"Big Dark Secret"

Written, Arranged, Produced and Performed by Dave Caruso

This is how it starts
"Big Dark Secret" started out as another song, based on a true story about a person with whom I used to spend a lot of time.  She and I were close, and there was a warm magnetism between us, but we were never lovers. We both instinctively knew that we had too many differences and interests to be just right for each other.  Still, we valued the company and support our relationship gave us.  This woman was extremely intelligent--straight As in high school and college--and during the time we got to know each other, she was just becoming separated from her husband, with whom she had a child.  This woman was multi-dimensional, rich with interesting characteristics, and I knew someday I would write a song based on my experiences with her.

Real Genius
I decided to write a story about a girl who was very smart, but who somehow could never use any of that intelligence to understand the things going on inside her heart.  The song I wrote was called "Real Genius."  It began as a Smashing Pumpkins guitar riff, but evolved into a Del Amitri sort of feel.  After the song was finished, I was pretty excited about it, and I played it for people whenever I could, to see what kind of reaction it would get.  Everyone I played it for said that it wasn't as catchy as some of my previous songs.  I explained that it was an album cut, not a single, but although they could see how proud I was of the song, people just didn't share my level of excitement for it.  The more people I played it for, the more overwhelming it became that I was going to have to rewrite it.  More than a year after Real Genius was finished, I decided to change a few things.  It wasn't going to be easy to forget the original song and lyric and begin the rewriting process.

------------------------------------

__PROBLEM DESCRIPTION__: According to the text about the song "Big Dark Secret," what was the name of the earlier song it grew out of?

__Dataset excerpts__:

------------------------------------

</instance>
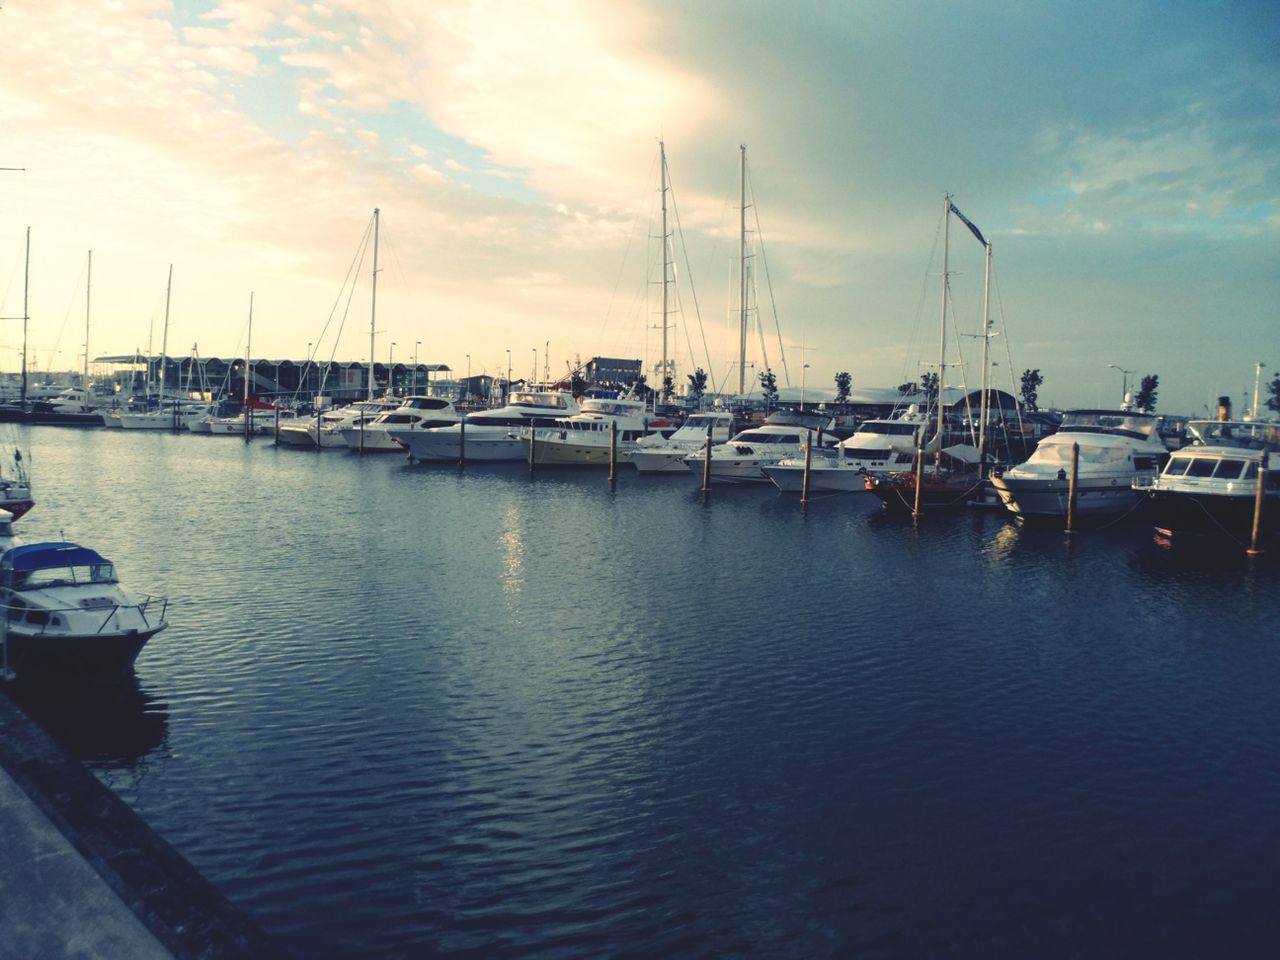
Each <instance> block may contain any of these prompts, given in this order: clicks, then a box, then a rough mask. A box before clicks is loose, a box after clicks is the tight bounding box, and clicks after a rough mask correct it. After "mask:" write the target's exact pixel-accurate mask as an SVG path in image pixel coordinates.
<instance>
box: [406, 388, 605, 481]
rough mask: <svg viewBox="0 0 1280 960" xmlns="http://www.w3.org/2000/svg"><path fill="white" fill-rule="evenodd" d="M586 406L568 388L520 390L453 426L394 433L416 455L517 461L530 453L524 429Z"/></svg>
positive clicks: (474, 460) (439, 460) (454, 458)
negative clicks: (524, 437)
mask: <svg viewBox="0 0 1280 960" xmlns="http://www.w3.org/2000/svg"><path fill="white" fill-rule="evenodd" d="M577 412H580V407H579V404H577V401H576V399H573V396H572V394H571V393H567V392H563V390H517V392H515V393H512V394H511V399H509V401H508V402H507V404H506V406H504V407H498V408H495V410H477V411H475V412H472V413H467V415H466V416H465V417H462V420H461V421H458V422H457V424H454V425H453V426H440V428H436V429H434V430H406V429H403V428H392V429H390V430H388V433H389V434H390V436H392V439H393V440H396V442H397V443H399V444H401V445H402V447H403V448H404V449H407V451H408V454H410V456H411V457H412V458H413V460H433V461H452V462H454V463H456V462H458V461H461V460H468V461H512V460H517V461H518V460H524V458H525V457H527V456H529V454H527V451H526V448H525V445H524V444H522V443H521V442H520V431H521V430H524V429H527V428H530V426H557V421H559V420H563V419H564V417H570V416H573V415H575V413H577Z"/></svg>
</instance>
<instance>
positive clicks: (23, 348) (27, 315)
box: [20, 227, 31, 404]
mask: <svg viewBox="0 0 1280 960" xmlns="http://www.w3.org/2000/svg"><path fill="white" fill-rule="evenodd" d="M29 288H31V228H29V227H28V228H27V262H26V266H23V269H22V398H20V399H22V402H23V404H26V403H27V321H28V320H29V319H31V312H29V311H28V307H27V293H28V291H29Z"/></svg>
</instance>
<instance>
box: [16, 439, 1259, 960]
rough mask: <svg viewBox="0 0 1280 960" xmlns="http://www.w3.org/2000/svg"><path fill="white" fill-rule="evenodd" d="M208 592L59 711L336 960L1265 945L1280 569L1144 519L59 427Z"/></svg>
mask: <svg viewBox="0 0 1280 960" xmlns="http://www.w3.org/2000/svg"><path fill="white" fill-rule="evenodd" d="M20 436H22V439H20V443H22V445H23V449H24V452H26V451H27V449H29V461H31V465H32V470H33V480H35V484H36V499H37V506H36V508H35V511H32V513H31V515H29V516H28V517H26V518H24V520H22V521H20V522H19V529H20V532H22V535H23V536H24V538H26V539H28V540H33V539H46V538H47V539H56V538H59V536H63V535H65V536H67V538H68V539H73V540H81V541H83V543H87V544H90V545H93V547H96V548H99V549H100V550H101V552H102V553H105V554H106V556H109V557H111V558H113V559H114V561H116V563H118V567H119V570H120V573H122V579H123V580H124V582H125V584H127V585H128V586H132V588H136V589H140V590H146V591H154V593H160V594H165V595H168V596H169V598H170V602H172V607H170V620H172V625H173V626H172V627H170V630H169V631H166V632H165V634H163V635H160V636H159V637H157V639H156V640H154V641H152V643H151V644H150V645H148V646H147V648H146V649H145V650H143V653H142V655H141V658H140V659H138V664H137V680H136V682H133V684H131V685H125V686H124V687H122V689H119V690H115V691H111V692H110V694H109V695H102V696H97V698H90V699H84V698H77V699H76V700H73V701H63V703H56V701H54V700H51V699H50V698H47V696H46V698H44V699H42V700H41V701H38V703H33V704H31V708H32V709H33V710H35V712H36V713H37V714H40V716H41V718H42V719H44V722H45V723H46V724H47V726H49V727H50V728H51V730H52V731H54V732H55V735H56V736H59V737H60V739H61V740H63V742H64V744H67V745H68V746H69V748H70V749H72V750H74V751H76V753H78V754H79V755H81V756H83V758H86V759H87V760H88V762H90V764H91V765H92V768H93V769H95V771H96V772H97V773H99V776H100V777H101V778H102V780H104V781H105V782H106V783H109V785H110V786H111V787H113V788H114V790H115V791H116V792H119V794H120V796H122V797H123V799H125V800H127V801H128V803H129V804H131V805H132V806H133V808H134V809H137V810H138V812H140V813H141V814H142V815H143V817H145V818H146V819H147V820H148V822H150V823H151V824H152V826H154V827H155V828H156V829H157V831H159V832H160V833H161V835H163V836H165V837H166V838H168V840H169V841H170V842H173V844H174V845H175V846H177V847H178V849H179V850H180V851H182V852H183V854H184V855H186V856H187V858H188V859H191V860H192V861H193V863H195V864H196V867H198V868H200V869H201V870H202V872H204V873H205V874H206V876H207V877H209V878H210V879H211V881H212V882H214V883H216V884H218V886H219V887H220V888H223V890H224V891H225V892H227V893H228V896H230V899H232V900H234V901H236V902H237V904H239V905H242V906H243V908H244V909H246V910H248V911H250V913H251V914H253V915H255V916H257V918H259V919H260V922H261V923H262V924H264V925H265V927H266V928H268V929H269V931H271V932H274V933H275V934H278V936H279V937H280V938H282V940H284V941H285V942H287V943H291V945H292V946H293V947H294V948H296V950H297V951H298V954H300V955H301V956H308V957H351V956H360V957H401V956H412V957H419V956H476V957H502V956H556V957H559V956H564V957H598V956H691V957H694V956H782V957H815V956H850V955H854V956H868V957H878V956H884V957H891V956H992V955H1001V956H1041V957H1043V956H1082V955H1083V956H1097V955H1116V956H1119V955H1148V956H1149V955H1158V956H1207V955H1219V956H1220V955H1235V956H1243V955H1261V954H1262V952H1263V951H1266V952H1267V954H1270V950H1268V948H1267V947H1268V946H1270V947H1271V948H1274V946H1275V943H1277V942H1280V914H1276V911H1275V909H1274V908H1275V891H1276V890H1277V888H1280V815H1277V809H1280V698H1277V694H1276V691H1277V690H1280V644H1277V640H1280V637H1277V626H1280V599H1277V598H1280V593H1277V582H1280V572H1277V571H1280V558H1277V557H1274V556H1268V557H1263V558H1261V559H1260V561H1253V562H1251V561H1248V559H1245V558H1244V557H1243V556H1236V554H1224V556H1216V557H1208V558H1206V557H1199V556H1179V554H1170V553H1166V552H1162V550H1160V549H1157V548H1155V547H1153V545H1152V544H1151V541H1149V536H1148V535H1147V529H1146V527H1144V526H1143V525H1142V524H1140V522H1129V524H1120V525H1115V526H1110V527H1106V529H1102V530H1094V531H1088V532H1084V534H1079V535H1076V536H1075V538H1074V539H1073V541H1071V543H1070V544H1069V543H1068V539H1066V538H1065V536H1064V535H1062V532H1061V530H1059V529H1056V526H1053V527H1038V529H1037V527H1023V526H1019V525H1018V524H1016V522H1014V521H1012V520H1011V518H1009V517H1006V516H1004V515H997V513H979V512H968V513H957V515H951V516H948V515H943V513H938V515H934V516H927V517H924V520H923V522H922V524H920V525H919V526H913V524H911V521H910V518H902V517H895V516H890V515H886V513H883V512H882V509H881V507H879V504H878V502H877V500H874V499H873V498H872V497H869V495H846V497H836V498H828V499H823V500H819V502H815V503H813V504H810V506H809V508H808V509H806V511H805V509H801V508H800V507H799V506H797V503H796V500H795V499H794V498H782V497H780V495H778V494H777V493H776V492H774V490H773V488H772V486H769V488H762V489H717V490H716V492H713V494H712V497H710V499H709V500H707V502H704V500H703V498H701V495H700V494H699V493H698V492H696V485H698V484H696V480H695V479H694V477H692V476H690V477H641V476H637V475H635V474H628V472H623V474H622V476H621V480H620V483H618V485H617V488H616V489H613V490H611V489H609V486H608V484H607V481H605V479H604V475H603V474H602V472H582V471H561V472H552V471H549V470H548V471H544V472H543V474H540V475H538V476H535V477H534V479H530V477H529V475H527V471H526V468H525V467H524V466H521V465H512V466H507V465H494V466H489V467H484V466H477V467H471V466H468V467H467V468H466V470H465V471H458V470H457V468H456V467H452V466H434V465H421V463H419V465H410V463H407V462H406V461H403V460H402V458H399V457H390V458H387V457H364V458H361V457H358V456H356V454H349V453H344V452H335V451H325V452H323V453H316V452H302V451H296V449H285V448H275V447H273V445H271V444H270V442H269V440H261V439H260V440H255V442H253V443H251V444H247V445H246V444H244V443H242V442H239V440H237V439H230V438H209V436H186V435H184V436H172V435H168V434H161V435H150V434H136V433H120V431H106V430H99V431H90V430H59V429H54V428H32V429H28V431H27V433H24V434H22V435H20Z"/></svg>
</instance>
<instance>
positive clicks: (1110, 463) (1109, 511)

------------------------------------

__RESULT FOR THIS EXERCISE__: "Real Genius."